Top of Entries shown

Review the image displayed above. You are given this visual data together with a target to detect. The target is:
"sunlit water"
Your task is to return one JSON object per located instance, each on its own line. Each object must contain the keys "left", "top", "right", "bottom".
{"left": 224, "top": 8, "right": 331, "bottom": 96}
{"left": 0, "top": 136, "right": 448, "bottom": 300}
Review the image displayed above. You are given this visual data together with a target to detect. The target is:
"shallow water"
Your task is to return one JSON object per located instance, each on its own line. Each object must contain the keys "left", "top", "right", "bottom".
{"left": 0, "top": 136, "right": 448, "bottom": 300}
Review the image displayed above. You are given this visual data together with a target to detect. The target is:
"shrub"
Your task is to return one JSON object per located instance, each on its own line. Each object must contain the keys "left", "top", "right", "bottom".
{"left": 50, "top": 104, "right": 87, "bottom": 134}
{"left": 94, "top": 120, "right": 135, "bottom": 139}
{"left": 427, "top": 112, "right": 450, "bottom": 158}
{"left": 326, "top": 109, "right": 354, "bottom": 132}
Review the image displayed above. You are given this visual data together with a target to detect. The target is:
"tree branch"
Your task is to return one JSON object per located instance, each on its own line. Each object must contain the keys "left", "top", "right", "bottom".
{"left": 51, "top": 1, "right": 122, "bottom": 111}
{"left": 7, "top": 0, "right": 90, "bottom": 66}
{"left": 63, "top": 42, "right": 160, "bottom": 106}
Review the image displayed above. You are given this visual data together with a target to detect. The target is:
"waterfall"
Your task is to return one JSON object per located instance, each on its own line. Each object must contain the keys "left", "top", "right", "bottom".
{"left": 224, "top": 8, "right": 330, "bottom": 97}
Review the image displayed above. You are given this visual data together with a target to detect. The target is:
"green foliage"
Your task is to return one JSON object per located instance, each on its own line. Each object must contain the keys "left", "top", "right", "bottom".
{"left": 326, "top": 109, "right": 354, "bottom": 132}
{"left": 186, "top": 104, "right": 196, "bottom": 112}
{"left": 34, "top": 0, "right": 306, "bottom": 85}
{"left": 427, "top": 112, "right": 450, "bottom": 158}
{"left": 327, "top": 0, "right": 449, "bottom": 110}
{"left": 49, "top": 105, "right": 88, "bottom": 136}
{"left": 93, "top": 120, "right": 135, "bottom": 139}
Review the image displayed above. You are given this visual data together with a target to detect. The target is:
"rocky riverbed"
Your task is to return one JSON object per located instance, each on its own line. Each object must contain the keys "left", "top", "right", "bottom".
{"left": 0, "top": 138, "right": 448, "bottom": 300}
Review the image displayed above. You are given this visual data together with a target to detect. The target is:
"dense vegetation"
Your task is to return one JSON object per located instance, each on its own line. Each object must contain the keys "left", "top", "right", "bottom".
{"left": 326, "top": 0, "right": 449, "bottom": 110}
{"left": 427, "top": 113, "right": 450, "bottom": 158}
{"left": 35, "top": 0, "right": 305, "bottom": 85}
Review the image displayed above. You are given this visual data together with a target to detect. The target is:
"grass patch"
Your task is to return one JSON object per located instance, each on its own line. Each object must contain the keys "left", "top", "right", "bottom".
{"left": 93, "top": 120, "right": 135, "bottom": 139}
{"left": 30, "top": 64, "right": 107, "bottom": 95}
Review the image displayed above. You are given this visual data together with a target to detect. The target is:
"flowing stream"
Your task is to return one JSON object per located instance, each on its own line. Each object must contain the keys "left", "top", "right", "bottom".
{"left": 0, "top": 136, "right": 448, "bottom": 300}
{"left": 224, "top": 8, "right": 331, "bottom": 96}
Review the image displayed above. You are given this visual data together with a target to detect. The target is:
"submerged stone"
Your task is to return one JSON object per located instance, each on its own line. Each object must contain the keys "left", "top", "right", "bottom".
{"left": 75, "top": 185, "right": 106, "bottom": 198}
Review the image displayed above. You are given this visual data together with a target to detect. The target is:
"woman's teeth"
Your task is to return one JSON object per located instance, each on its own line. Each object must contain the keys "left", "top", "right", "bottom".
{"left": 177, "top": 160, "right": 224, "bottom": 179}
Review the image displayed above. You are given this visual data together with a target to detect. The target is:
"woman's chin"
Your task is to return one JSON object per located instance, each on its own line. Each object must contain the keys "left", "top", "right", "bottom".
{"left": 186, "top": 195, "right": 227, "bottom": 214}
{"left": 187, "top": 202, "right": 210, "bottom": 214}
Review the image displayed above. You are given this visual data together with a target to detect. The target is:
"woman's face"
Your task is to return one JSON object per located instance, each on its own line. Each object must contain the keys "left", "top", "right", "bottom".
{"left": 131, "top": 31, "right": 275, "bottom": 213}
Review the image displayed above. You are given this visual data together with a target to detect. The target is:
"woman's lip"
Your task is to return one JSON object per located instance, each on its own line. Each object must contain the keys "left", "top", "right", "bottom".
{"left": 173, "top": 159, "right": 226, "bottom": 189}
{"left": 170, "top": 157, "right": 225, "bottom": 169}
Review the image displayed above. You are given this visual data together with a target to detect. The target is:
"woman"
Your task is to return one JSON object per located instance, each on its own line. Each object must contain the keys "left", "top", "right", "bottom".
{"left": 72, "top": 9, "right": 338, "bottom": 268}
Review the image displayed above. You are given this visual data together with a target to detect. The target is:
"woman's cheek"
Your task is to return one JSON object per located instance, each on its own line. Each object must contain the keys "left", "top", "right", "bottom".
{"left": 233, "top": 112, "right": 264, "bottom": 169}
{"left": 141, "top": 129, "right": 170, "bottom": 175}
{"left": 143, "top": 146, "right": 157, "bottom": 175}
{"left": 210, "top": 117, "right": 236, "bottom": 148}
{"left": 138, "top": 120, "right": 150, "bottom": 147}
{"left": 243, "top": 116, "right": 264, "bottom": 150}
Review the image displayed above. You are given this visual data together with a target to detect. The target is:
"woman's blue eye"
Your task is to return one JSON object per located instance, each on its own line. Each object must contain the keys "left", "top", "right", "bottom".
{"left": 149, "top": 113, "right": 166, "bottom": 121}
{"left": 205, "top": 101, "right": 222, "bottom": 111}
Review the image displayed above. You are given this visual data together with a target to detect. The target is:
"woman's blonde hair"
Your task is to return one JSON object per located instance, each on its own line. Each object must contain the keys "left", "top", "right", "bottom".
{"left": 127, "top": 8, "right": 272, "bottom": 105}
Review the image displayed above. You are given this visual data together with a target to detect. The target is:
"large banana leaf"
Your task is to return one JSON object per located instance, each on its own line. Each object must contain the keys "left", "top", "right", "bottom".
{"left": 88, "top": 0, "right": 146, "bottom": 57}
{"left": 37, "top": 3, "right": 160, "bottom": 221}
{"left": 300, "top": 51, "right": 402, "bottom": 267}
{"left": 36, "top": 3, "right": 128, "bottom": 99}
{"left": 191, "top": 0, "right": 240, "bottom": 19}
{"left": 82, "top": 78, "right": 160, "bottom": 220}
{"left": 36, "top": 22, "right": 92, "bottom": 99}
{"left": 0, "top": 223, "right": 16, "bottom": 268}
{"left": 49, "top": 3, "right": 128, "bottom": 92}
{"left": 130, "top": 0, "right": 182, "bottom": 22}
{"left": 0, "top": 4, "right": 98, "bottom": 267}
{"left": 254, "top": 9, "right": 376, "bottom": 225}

Bottom of Entries shown

• [Directions for this task]
Search the entries for the string "woman" and return each line where it turns up.

• [Answer space]
"woman's teeth"
"woman's chin"
"woman's face"
"woman's lip"
"woman"
"woman's cheek"
"woman's blue eye"
"woman's blonde hair"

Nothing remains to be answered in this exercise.